The task →
Write down every entry below once more, exactly.

Source records
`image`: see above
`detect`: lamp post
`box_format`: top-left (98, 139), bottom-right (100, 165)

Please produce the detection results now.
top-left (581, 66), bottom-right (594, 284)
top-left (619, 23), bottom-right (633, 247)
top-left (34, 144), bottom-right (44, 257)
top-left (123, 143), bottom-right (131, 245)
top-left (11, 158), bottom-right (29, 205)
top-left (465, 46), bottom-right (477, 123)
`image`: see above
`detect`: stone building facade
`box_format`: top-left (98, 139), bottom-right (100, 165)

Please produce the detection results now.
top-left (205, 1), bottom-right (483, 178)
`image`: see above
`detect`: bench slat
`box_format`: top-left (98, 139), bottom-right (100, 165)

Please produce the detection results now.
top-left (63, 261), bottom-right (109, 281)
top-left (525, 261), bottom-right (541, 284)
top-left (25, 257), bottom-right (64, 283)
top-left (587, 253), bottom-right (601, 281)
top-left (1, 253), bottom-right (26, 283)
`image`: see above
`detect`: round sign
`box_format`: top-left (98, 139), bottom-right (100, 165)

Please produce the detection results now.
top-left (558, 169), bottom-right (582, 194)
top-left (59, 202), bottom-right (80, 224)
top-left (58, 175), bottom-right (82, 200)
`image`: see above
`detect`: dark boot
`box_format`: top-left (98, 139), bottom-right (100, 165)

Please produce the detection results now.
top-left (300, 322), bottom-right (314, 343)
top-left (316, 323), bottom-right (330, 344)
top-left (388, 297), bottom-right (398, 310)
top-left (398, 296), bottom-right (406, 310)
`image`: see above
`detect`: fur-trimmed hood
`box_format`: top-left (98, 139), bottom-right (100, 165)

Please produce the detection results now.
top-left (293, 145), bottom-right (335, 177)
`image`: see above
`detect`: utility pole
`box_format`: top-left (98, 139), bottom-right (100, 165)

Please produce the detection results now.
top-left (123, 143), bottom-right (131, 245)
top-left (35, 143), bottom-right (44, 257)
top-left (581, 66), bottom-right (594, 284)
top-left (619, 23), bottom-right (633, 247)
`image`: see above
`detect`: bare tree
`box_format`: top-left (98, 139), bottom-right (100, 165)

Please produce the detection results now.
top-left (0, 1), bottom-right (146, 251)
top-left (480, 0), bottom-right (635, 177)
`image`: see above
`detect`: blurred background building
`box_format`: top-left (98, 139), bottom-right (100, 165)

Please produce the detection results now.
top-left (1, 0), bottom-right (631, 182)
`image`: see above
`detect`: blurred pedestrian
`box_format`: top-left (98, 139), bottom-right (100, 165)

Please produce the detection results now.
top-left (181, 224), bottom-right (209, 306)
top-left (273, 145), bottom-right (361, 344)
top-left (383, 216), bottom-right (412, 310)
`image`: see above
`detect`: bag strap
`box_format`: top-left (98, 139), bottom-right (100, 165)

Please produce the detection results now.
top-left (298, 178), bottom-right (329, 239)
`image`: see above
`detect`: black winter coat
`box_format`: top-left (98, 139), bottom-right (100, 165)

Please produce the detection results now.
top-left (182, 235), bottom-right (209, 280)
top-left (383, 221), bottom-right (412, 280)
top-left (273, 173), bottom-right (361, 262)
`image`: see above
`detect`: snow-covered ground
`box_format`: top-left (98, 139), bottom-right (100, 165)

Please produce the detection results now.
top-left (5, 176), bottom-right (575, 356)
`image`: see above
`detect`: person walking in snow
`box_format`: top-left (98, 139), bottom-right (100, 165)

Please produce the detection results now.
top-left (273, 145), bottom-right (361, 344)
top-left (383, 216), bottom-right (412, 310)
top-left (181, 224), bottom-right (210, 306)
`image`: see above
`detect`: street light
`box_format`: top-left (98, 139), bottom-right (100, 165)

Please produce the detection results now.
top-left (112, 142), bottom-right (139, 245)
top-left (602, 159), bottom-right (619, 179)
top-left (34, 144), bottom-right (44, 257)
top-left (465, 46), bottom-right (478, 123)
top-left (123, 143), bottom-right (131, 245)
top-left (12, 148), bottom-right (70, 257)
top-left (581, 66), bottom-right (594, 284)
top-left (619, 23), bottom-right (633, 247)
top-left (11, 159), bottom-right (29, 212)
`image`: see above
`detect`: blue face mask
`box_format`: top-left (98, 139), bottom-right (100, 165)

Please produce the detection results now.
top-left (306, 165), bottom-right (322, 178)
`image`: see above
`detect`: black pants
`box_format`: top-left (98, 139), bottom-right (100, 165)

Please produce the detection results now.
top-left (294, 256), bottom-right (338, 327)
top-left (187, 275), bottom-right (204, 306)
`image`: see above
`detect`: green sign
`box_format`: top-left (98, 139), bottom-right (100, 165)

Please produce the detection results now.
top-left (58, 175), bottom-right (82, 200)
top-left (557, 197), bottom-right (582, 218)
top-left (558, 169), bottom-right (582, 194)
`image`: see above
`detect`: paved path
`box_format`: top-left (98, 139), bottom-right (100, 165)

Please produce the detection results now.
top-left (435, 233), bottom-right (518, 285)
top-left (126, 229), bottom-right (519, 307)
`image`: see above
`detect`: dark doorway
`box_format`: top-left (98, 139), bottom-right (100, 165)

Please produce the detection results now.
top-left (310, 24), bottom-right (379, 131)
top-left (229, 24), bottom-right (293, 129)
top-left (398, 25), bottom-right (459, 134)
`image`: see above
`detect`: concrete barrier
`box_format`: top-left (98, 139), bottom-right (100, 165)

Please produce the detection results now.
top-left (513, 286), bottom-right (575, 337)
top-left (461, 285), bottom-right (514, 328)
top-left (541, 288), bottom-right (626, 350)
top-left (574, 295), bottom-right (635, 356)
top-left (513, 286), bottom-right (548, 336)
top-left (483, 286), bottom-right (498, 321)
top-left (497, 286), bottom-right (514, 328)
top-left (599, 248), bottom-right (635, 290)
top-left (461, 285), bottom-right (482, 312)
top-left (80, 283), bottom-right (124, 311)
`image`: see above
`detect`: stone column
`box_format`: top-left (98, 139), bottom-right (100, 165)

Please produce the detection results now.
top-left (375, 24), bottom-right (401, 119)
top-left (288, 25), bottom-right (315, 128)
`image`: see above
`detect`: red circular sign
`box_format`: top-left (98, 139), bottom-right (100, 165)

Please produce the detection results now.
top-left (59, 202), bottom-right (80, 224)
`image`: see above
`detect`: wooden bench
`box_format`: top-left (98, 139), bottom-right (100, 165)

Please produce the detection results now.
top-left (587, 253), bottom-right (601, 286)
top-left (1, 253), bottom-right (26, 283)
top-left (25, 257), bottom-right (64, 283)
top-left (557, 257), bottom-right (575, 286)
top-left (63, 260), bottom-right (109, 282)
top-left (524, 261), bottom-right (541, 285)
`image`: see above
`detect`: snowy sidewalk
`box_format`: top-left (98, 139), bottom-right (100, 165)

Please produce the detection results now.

Response →
`image`: see above
`detect`: lamp post
`box_format`: top-left (98, 139), bottom-right (100, 165)

Please produce the detection results now.
top-left (581, 66), bottom-right (594, 284)
top-left (619, 23), bottom-right (633, 247)
top-left (34, 144), bottom-right (44, 257)
top-left (123, 143), bottom-right (131, 245)
top-left (11, 158), bottom-right (29, 205)
top-left (465, 46), bottom-right (477, 123)
`image`: see above
`detect`: stone building facade
`box_format`: top-left (98, 139), bottom-right (100, 165)

Please produce the detection results now.
top-left (205, 1), bottom-right (483, 178)
`image`: see above
`detect`: bench slat
`box_format`: top-left (98, 139), bottom-right (100, 165)

Please produce the detection results now.
top-left (63, 261), bottom-right (109, 281)
top-left (525, 261), bottom-right (541, 284)
top-left (25, 257), bottom-right (64, 283)
top-left (587, 253), bottom-right (601, 281)
top-left (1, 253), bottom-right (26, 283)
`image`: see above
`detect`: round sign
`box_format`: top-left (98, 139), bottom-right (100, 165)

Please produce the detection results now.
top-left (558, 169), bottom-right (582, 194)
top-left (59, 202), bottom-right (80, 224)
top-left (58, 175), bottom-right (82, 200)
`image`: see above
`detect`: dark boot
`box_format`: top-left (98, 139), bottom-right (100, 165)

Please produce the detection results now.
top-left (300, 322), bottom-right (314, 343)
top-left (316, 323), bottom-right (330, 344)
top-left (388, 297), bottom-right (398, 310)
top-left (398, 296), bottom-right (406, 310)
`image`: see above
`detect`: fur-trimmed hood
`box_format`: top-left (98, 139), bottom-right (100, 165)

Please produce the detection results now.
top-left (293, 145), bottom-right (335, 177)
`image`: see above
`detect`: utility pole
`box_format`: top-left (98, 139), bottom-right (100, 165)

Please produce the detection results now.
top-left (123, 143), bottom-right (131, 245)
top-left (35, 143), bottom-right (44, 257)
top-left (581, 66), bottom-right (594, 284)
top-left (619, 23), bottom-right (633, 247)
`image`: see above
`detect`: bare tree
`box_format`: top-left (98, 139), bottom-right (100, 165)

Please produce the detection results now.
top-left (0, 1), bottom-right (146, 251)
top-left (480, 0), bottom-right (635, 177)
`image`: see above
`detect`: blurred background building
`box_format`: top-left (98, 139), bottom-right (100, 165)

Please produce the detection results now.
top-left (1, 0), bottom-right (631, 182)
`image`: see above
`detect`: blurred pedestrian
`box_format`: top-left (98, 139), bottom-right (100, 165)

Please produce the detection results now.
top-left (181, 224), bottom-right (209, 306)
top-left (273, 145), bottom-right (361, 344)
top-left (383, 216), bottom-right (412, 310)
`image`: see above
`detect`: bag strap
`box_format`: top-left (98, 139), bottom-right (100, 165)

Please produce the detection results now.
top-left (298, 178), bottom-right (329, 239)
`image`: see above
`detect`: black winter coat
`box_format`: top-left (98, 139), bottom-right (100, 165)

Please produce the detection results now.
top-left (182, 235), bottom-right (209, 280)
top-left (383, 221), bottom-right (412, 280)
top-left (273, 173), bottom-right (361, 262)
`image`: see above
`detect`: snow-covered ground
`box_format`: top-left (98, 139), bottom-right (100, 165)

Please produce the detection results now.
top-left (5, 176), bottom-right (575, 356)
`image`: see above
`detect`: person walking in snow
`box_format`: top-left (98, 139), bottom-right (100, 165)

Please produce the detection results now.
top-left (273, 145), bottom-right (361, 344)
top-left (383, 216), bottom-right (412, 310)
top-left (181, 224), bottom-right (210, 306)
`image`: see above
`detect`: street light
`box_format`: top-left (98, 139), bottom-right (100, 165)

Please produce the detection results now.
top-left (112, 142), bottom-right (139, 245)
top-left (602, 159), bottom-right (619, 179)
top-left (34, 144), bottom-right (44, 257)
top-left (465, 46), bottom-right (478, 123)
top-left (123, 143), bottom-right (131, 245)
top-left (12, 148), bottom-right (70, 257)
top-left (581, 66), bottom-right (594, 284)
top-left (619, 23), bottom-right (633, 247)
top-left (11, 159), bottom-right (29, 212)
`image`: see above
`detect`: blue face mask
`box_format`: top-left (98, 139), bottom-right (100, 165)

Please produce the detection results now.
top-left (306, 165), bottom-right (322, 178)
`image`: see above
`detect`: black pants
`box_format`: top-left (98, 139), bottom-right (100, 165)

Please produce the detection results now.
top-left (294, 256), bottom-right (338, 327)
top-left (187, 275), bottom-right (204, 306)
`image`: see above
`detect`: green sign
`box_format`: top-left (98, 139), bottom-right (100, 165)

Please produce the detection results now.
top-left (58, 175), bottom-right (82, 200)
top-left (557, 197), bottom-right (582, 218)
top-left (558, 169), bottom-right (582, 194)
`image`: see above
`detect`: paved path
`box_format`: top-left (98, 139), bottom-right (100, 165)

Please produce the detection results now.
top-left (435, 233), bottom-right (518, 285)
top-left (126, 229), bottom-right (519, 307)
`image`: see above
`detect`: dark doorway
`box_format`: top-left (98, 139), bottom-right (100, 165)

Please produce the detection results now.
top-left (310, 24), bottom-right (379, 131)
top-left (229, 24), bottom-right (293, 129)
top-left (398, 25), bottom-right (459, 134)
`image`: see above
`detect`: concrete barrier
`box_format`: top-left (98, 139), bottom-right (100, 165)

Please produce the detection results now.
top-left (513, 286), bottom-right (575, 337)
top-left (461, 285), bottom-right (514, 328)
top-left (541, 288), bottom-right (626, 350)
top-left (574, 295), bottom-right (635, 356)
top-left (513, 286), bottom-right (548, 336)
top-left (483, 286), bottom-right (498, 321)
top-left (497, 286), bottom-right (514, 328)
top-left (599, 248), bottom-right (635, 290)
top-left (461, 285), bottom-right (482, 312)
top-left (80, 283), bottom-right (124, 311)
`image`: see above
`detect`: stone column
`box_format`: top-left (98, 139), bottom-right (100, 165)

Please produce the detection results now.
top-left (375, 24), bottom-right (401, 119)
top-left (288, 25), bottom-right (315, 128)
`image`: see above
`detect`: red circular sign
`box_format`: top-left (98, 139), bottom-right (100, 165)

Please produce the detection results now.
top-left (59, 202), bottom-right (80, 224)
`image`: see above
`detect`: wooden bench
`box_format`: top-left (98, 139), bottom-right (100, 165)

Please produce the detection results now.
top-left (587, 253), bottom-right (601, 286)
top-left (1, 253), bottom-right (26, 283)
top-left (25, 257), bottom-right (64, 283)
top-left (557, 257), bottom-right (575, 286)
top-left (63, 260), bottom-right (109, 282)
top-left (524, 261), bottom-right (541, 285)
`image`: see above
`detect`: snowy sidewalk
`box_format`: top-left (98, 139), bottom-right (100, 165)

Please produce the detection results now.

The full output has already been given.